-- start Data for this task --

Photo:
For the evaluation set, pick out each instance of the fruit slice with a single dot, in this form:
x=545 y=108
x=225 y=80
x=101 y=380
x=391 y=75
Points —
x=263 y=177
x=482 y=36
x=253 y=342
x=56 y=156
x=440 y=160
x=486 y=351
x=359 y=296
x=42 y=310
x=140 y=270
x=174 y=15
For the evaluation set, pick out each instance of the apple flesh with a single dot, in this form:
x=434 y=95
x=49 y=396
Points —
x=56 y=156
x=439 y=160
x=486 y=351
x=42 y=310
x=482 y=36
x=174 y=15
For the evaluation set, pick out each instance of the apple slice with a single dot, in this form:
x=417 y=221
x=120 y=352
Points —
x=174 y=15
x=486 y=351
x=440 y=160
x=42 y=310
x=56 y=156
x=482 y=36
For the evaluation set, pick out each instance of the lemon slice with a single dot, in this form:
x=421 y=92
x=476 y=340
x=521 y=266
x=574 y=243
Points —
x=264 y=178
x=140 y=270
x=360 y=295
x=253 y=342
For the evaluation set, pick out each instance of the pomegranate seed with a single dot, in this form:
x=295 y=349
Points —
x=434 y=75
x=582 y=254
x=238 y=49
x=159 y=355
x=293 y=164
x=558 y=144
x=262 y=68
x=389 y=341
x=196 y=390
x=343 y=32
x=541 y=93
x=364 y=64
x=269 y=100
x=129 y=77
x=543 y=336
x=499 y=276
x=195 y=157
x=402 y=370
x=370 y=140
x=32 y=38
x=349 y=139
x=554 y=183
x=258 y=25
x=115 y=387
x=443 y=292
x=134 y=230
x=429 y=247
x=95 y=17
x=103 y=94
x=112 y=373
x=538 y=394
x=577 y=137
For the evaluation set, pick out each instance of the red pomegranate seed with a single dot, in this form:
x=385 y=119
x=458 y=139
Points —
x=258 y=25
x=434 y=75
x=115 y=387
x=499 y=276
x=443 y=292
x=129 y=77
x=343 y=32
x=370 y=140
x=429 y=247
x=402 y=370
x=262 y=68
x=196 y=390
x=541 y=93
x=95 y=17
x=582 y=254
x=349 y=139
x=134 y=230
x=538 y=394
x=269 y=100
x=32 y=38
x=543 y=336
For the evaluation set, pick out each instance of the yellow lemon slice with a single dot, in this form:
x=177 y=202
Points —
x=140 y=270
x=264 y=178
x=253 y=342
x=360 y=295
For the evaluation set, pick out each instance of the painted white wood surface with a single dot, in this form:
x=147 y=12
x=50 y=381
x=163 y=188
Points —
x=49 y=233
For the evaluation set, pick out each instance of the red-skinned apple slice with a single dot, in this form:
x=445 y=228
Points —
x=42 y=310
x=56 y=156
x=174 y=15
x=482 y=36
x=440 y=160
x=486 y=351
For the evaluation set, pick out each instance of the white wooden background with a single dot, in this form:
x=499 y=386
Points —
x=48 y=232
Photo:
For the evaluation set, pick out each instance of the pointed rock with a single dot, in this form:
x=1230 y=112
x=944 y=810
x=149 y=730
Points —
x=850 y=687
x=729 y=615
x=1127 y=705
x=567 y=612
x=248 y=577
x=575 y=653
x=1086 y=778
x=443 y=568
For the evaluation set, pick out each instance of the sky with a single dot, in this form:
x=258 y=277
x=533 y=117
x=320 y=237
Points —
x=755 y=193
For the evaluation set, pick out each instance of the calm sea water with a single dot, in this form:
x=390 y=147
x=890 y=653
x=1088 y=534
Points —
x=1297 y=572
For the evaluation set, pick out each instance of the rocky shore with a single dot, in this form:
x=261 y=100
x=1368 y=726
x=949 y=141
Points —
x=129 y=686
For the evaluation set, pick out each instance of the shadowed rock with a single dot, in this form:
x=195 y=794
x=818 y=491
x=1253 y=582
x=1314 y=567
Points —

-- end Data for this task --

Output all preceding records character for character.

Photo:
For the evaluation set, pick out each instance of the fruit slice with a single dot, in this form:
x=545 y=108
x=225 y=80
x=101 y=380
x=391 y=75
Points —
x=263 y=177
x=482 y=36
x=253 y=342
x=56 y=156
x=440 y=160
x=486 y=351
x=359 y=296
x=42 y=310
x=140 y=270
x=174 y=15
For the evaluation set, pick out each instance of the apple flesh with a single dot, in this form:
x=434 y=95
x=49 y=396
Points —
x=56 y=156
x=439 y=160
x=486 y=351
x=42 y=310
x=482 y=36
x=174 y=15
For the evaluation set, pick out each instance of the apple slice with a single dot, in this form:
x=417 y=221
x=120 y=352
Points —
x=174 y=15
x=486 y=351
x=440 y=160
x=42 y=310
x=56 y=156
x=482 y=36
For the evaluation set, pick out each instance of the lemon slice with a single dot, in this form:
x=421 y=92
x=476 y=340
x=521 y=266
x=574 y=243
Points —
x=264 y=178
x=140 y=270
x=360 y=295
x=253 y=342
For the evaluation set, pick out each instance of the pomegranate seed with a single dot, in this form:
x=295 y=349
Points —
x=434 y=75
x=582 y=254
x=238 y=49
x=159 y=355
x=293 y=164
x=558 y=144
x=262 y=68
x=389 y=341
x=196 y=390
x=343 y=32
x=541 y=93
x=364 y=64
x=269 y=100
x=129 y=77
x=543 y=336
x=499 y=276
x=195 y=157
x=402 y=370
x=370 y=140
x=32 y=38
x=349 y=139
x=554 y=183
x=258 y=25
x=115 y=387
x=443 y=292
x=134 y=230
x=429 y=247
x=95 y=17
x=103 y=94
x=112 y=373
x=538 y=394
x=577 y=137
For the evaluation set, pick out each instance of the red pomegranate seed with a single dot, in this form:
x=385 y=119
x=458 y=139
Points —
x=258 y=25
x=434 y=75
x=115 y=387
x=499 y=276
x=443 y=292
x=129 y=77
x=343 y=32
x=370 y=140
x=429 y=247
x=402 y=370
x=262 y=68
x=196 y=390
x=541 y=93
x=95 y=17
x=582 y=254
x=349 y=139
x=134 y=230
x=538 y=394
x=269 y=100
x=32 y=38
x=543 y=336
For the evaluation set, pick out each instance of the yellow lemon slice with a single dot, in this form:
x=177 y=202
Points —
x=140 y=270
x=264 y=178
x=253 y=342
x=360 y=295
For the evaluation set, pick out each instance of the painted white wood surface with a single dot, in this form:
x=147 y=12
x=50 y=381
x=163 y=188
Points —
x=49 y=233
For the evaluation set, pick out each instance of the red-skinned apple slice with a single dot, in this form:
x=445 y=228
Points —
x=42 y=310
x=56 y=156
x=174 y=15
x=482 y=36
x=440 y=160
x=486 y=351
For the evaluation set, pick out each instance of the white wooden background with a single dot, in this form:
x=499 y=386
Points —
x=48 y=232
Photo:
For the evaluation set, pick out each instance of the pointed rock with a single dot, in this form:
x=1230 y=112
x=944 y=810
x=149 y=730
Points —
x=850 y=687
x=729 y=615
x=1127 y=705
x=567 y=612
x=248 y=577
x=575 y=653
x=1086 y=778
x=443 y=568
For the evaluation set, pick out each instance of the sky with a single dot, in this form:
x=258 y=277
x=533 y=117
x=320 y=237
Points —
x=755 y=193
For the evaluation set, pick out each instance of the calm sea water with a single dot, in this form:
x=390 y=147
x=890 y=653
x=1088 y=534
Points —
x=1297 y=572
For the evaluation set, pick out each instance of the rocky shore with a single dot, in this form:
x=261 y=100
x=1368 y=726
x=949 y=141
Points —
x=129 y=686
For the evaluation set, pick out each instance of the shadowed rock with a single dot, in this form:
x=195 y=794
x=818 y=491
x=1253 y=582
x=1314 y=567
Points —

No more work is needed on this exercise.